RECORDS SUPPLIED:
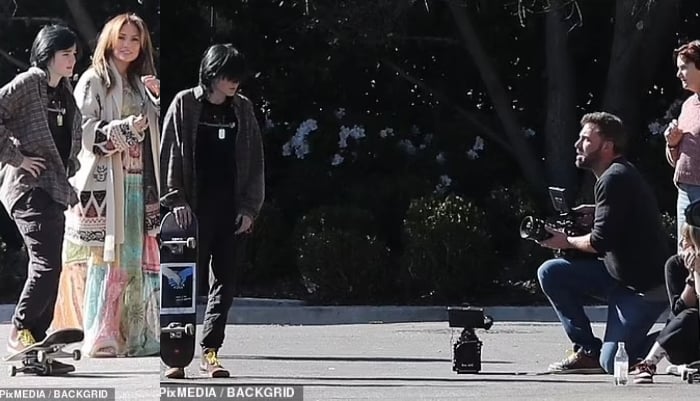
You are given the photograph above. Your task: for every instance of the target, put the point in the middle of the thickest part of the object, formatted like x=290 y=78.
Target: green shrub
x=340 y=259
x=447 y=249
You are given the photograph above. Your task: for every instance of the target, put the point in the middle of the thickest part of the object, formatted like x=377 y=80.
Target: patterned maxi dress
x=116 y=304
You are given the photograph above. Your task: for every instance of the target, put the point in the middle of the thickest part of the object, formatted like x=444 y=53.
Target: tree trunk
x=83 y=22
x=561 y=128
x=521 y=150
x=638 y=42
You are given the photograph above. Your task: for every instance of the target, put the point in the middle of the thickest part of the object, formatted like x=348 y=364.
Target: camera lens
x=533 y=229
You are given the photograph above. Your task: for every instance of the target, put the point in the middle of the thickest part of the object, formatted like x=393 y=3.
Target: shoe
x=643 y=373
x=577 y=362
x=175 y=373
x=60 y=368
x=19 y=340
x=211 y=365
x=675 y=370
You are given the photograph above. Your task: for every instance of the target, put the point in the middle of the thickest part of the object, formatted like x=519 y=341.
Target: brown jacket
x=24 y=131
x=178 y=146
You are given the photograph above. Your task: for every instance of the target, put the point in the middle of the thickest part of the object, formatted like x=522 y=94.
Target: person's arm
x=10 y=101
x=612 y=197
x=673 y=137
x=101 y=137
x=254 y=193
x=171 y=152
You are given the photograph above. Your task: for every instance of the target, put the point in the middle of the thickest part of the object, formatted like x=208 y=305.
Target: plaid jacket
x=24 y=131
x=177 y=153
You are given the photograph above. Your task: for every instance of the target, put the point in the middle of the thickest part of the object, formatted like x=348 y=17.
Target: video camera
x=466 y=356
x=533 y=228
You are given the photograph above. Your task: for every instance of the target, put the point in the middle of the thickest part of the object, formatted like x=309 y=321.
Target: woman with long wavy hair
x=110 y=280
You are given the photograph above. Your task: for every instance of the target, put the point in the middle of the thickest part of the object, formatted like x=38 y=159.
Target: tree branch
x=470 y=117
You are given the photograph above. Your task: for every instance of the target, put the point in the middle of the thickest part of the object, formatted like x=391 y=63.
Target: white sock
x=656 y=354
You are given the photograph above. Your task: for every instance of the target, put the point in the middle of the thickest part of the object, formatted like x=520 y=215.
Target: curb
x=292 y=312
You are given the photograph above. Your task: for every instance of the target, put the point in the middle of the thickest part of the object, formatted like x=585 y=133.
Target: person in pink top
x=683 y=135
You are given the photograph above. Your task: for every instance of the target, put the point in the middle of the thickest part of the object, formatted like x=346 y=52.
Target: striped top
x=688 y=162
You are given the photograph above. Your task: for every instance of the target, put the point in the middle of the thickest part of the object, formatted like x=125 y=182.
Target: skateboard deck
x=178 y=258
x=37 y=358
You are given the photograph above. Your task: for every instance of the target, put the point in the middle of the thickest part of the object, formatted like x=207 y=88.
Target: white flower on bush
x=440 y=158
x=337 y=160
x=355 y=132
x=528 y=132
x=269 y=124
x=386 y=132
x=299 y=144
x=407 y=146
x=656 y=128
x=473 y=153
x=443 y=185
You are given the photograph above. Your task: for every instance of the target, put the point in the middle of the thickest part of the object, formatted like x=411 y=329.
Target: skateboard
x=37 y=358
x=178 y=271
x=690 y=373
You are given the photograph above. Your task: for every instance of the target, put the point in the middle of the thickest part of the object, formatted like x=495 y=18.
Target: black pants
x=221 y=251
x=41 y=222
x=680 y=338
x=676 y=274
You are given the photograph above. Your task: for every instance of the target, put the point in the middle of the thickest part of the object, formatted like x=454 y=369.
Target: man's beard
x=588 y=161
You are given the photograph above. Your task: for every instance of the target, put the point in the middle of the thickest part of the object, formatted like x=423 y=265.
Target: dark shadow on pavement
x=507 y=377
x=346 y=359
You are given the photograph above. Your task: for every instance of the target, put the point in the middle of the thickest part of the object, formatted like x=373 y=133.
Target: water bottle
x=621 y=365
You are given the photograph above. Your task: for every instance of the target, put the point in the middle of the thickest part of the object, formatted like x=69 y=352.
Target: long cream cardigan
x=104 y=175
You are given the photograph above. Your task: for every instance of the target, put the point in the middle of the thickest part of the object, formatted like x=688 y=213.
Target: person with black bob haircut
x=213 y=168
x=40 y=135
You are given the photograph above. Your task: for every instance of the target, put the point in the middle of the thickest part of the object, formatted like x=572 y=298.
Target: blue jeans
x=630 y=315
x=686 y=195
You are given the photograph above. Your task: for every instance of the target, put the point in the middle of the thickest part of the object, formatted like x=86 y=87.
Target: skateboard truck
x=176 y=330
x=177 y=245
x=466 y=357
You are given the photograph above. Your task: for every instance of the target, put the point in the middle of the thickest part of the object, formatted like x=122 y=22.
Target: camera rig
x=466 y=356
x=567 y=220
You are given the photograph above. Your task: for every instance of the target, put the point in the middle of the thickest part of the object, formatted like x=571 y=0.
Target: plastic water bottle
x=621 y=365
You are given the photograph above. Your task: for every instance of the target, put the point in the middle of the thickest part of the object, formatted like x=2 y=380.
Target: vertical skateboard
x=178 y=269
x=37 y=358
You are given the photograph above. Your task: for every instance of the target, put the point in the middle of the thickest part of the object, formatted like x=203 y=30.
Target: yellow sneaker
x=19 y=340
x=210 y=364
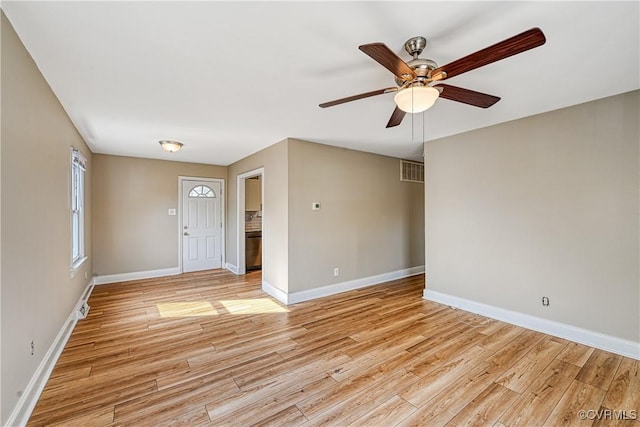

YOUR TASK: Return the listing verbatim, pictures omitted.

EXERCISE RESPONSE:
You are given the photograph above. Your task: for every instance of the target, put the point in the middle of the thickest part of the object, formatted like x=290 y=78.
Target: green shrub
x=340 y=259
x=447 y=249
You are given the photograph above. Your task: for every instance of the target, put the point in the middle of the thickest part of the object, formatted like x=377 y=80.
Target: patterned maxi dress
x=116 y=304
You are given the photograph above. Your task: for every instance of the target, put the point in the middle of the thickest part of the object, formatted like x=444 y=53.
Target: tree trunk
x=83 y=22
x=561 y=128
x=521 y=150
x=638 y=42
You are given the photograph above. Your task: for every instance of the target, put the point in the middle of the thickest part of the object, formatted like x=348 y=364.
Target: camera lens
x=533 y=229
You are given the photograph above. Your task: for every instance of the target, put the point in the middle of the thickest part of the object, formatted like x=393 y=3.
Target: shoe
x=643 y=373
x=577 y=362
x=175 y=373
x=60 y=368
x=19 y=340
x=211 y=365
x=675 y=370
You are given the photograph above. Your task: for every instance of the target, put the point in the middle of the thickest part of the object, formatted like x=519 y=341.
Target: brown jacket
x=24 y=131
x=178 y=146
You are given the photograph above. Your task: for every instance of the target, put the point in the middle of the thickest part of the object, formatted like x=522 y=94.
Target: person's arm
x=10 y=101
x=612 y=197
x=673 y=137
x=101 y=137
x=254 y=193
x=171 y=152
You are given the photograph above. Your task: for every instance of the target, put the point in the middle of the thickest part of the object, formatted like x=208 y=305.
Target: plaid jacket
x=24 y=131
x=177 y=153
You are given the photograph above. Your task: for every instance of the target, put the point in the middle of the thickest part of the object, formatted like x=348 y=17.
Target: video camera
x=466 y=356
x=533 y=228
You are given the photograph above. Your task: for every instance of the target, put the point in the middle of the thickest part of the object, formatted like x=309 y=321.
Target: woman with long wavy hair
x=110 y=280
You are given the photograph above. Your task: for every instance of the target, put the point in the middle of the thickest part of the object, formatted like x=38 y=159.
Target: tree branch
x=470 y=117
You are given the photograph above. Your task: for every instance of the target, put the point in the middle of the thickest part of the object, formatted like x=391 y=63.
Target: white sock
x=656 y=354
You are given the photograph above. Your task: for every instance of the target, put the point in the middle of the thickest part of the object, formatted like x=520 y=215.
Target: curb
x=292 y=312
You are given the photograph above. Your task: for every instance of the target, put the point in the middle of the thickest part of the object, formatted like x=585 y=133.
Target: person in pink top
x=683 y=135
You are given the photograph above. Your task: for every instance of the target, put the point in the middle of the thickest part of the object, formatted like x=346 y=52.
Target: striped top
x=688 y=162
You are given the photograph above. Your task: for every instance of the target, put the point in the middle of the thickest part of the object, formatted like x=125 y=182.
Target: skateboard deck
x=178 y=258
x=37 y=358
You are given the photograph above. Your task: for every instance of the target, put the point in the middle of the thickest part of the object, formatted like x=207 y=88.
Target: white flower on bush
x=440 y=158
x=337 y=160
x=355 y=132
x=528 y=132
x=269 y=124
x=386 y=132
x=299 y=144
x=407 y=146
x=656 y=128
x=473 y=153
x=443 y=185
You are given the photograph above. Your task: for every instance of the target, put the point in the middle of the thickest part of the object, formatted like x=411 y=329.
Target: skateboard
x=37 y=358
x=178 y=271
x=690 y=373
You are given the photograph above. Your task: for every instance of the target, put the point in the middle of the thickest part of the object, formatted like x=495 y=18.
Target: black pants
x=221 y=251
x=41 y=222
x=680 y=338
x=676 y=274
You are given the photograph above. Your task: for every instance of the target, put the point in the middle of the thickest part of the object, formatted like x=454 y=369.
Target: man's beard
x=588 y=161
You are given the photograph above. Your task: for every instance of the target, put the point in the middle of the thickest part of the object, formatted like x=423 y=265.
Target: dark shadow on pavement
x=507 y=377
x=346 y=359
You are given the photograph above. Your task: for every instance of the target, put the point in the middle of the thickest part of the object, formatted like x=373 y=133.
Target: water bottle
x=621 y=365
You are given the photograph above. Your task: for every instance of the target, put the point in the middle of the thickest part of the object, formatted like x=69 y=352.
Target: long cream cardigan
x=104 y=175
You are given the photograph above. Your task: for every instance of the target, put the point in the middle of the thickest part of the object, formatted like x=688 y=213.
Target: person with black bob haircut
x=213 y=168
x=40 y=135
You are given the photograph above. Your task: for every instance of the target, put the point in the middle of the thickest part of the object, formatted like x=572 y=298.
Target: blue jeans
x=630 y=315
x=686 y=195
You are given the photograph above. Your task: for every instance of the target, put the point in the middle of the thickest part of the object, formatted like x=86 y=87.
Target: skateboard truck
x=176 y=330
x=177 y=245
x=466 y=357
You are given the photograph above. Your task: for every instance of the target, put the point in the middle of the thickest part of the object, formatted like x=122 y=22.
Target: camera rig
x=466 y=356
x=567 y=220
You are given the photograph above. Your task: for every instance of the target, put the point in the middle of the thickest part of the object, formatted like x=571 y=0.
Target: plastic water bottle
x=621 y=365
You are given the photograph above. Your task: for every instance of the target, put the point in the middle of the thickest part of the object, formatted like x=2 y=380.
Target: vertical skateboard
x=178 y=269
x=37 y=358
You are given the photograph above. Your task: for every instance of the target, put the point in the middle of the thickest part of the object, formatted like x=203 y=30.
Target: yellow sneaker
x=19 y=340
x=210 y=364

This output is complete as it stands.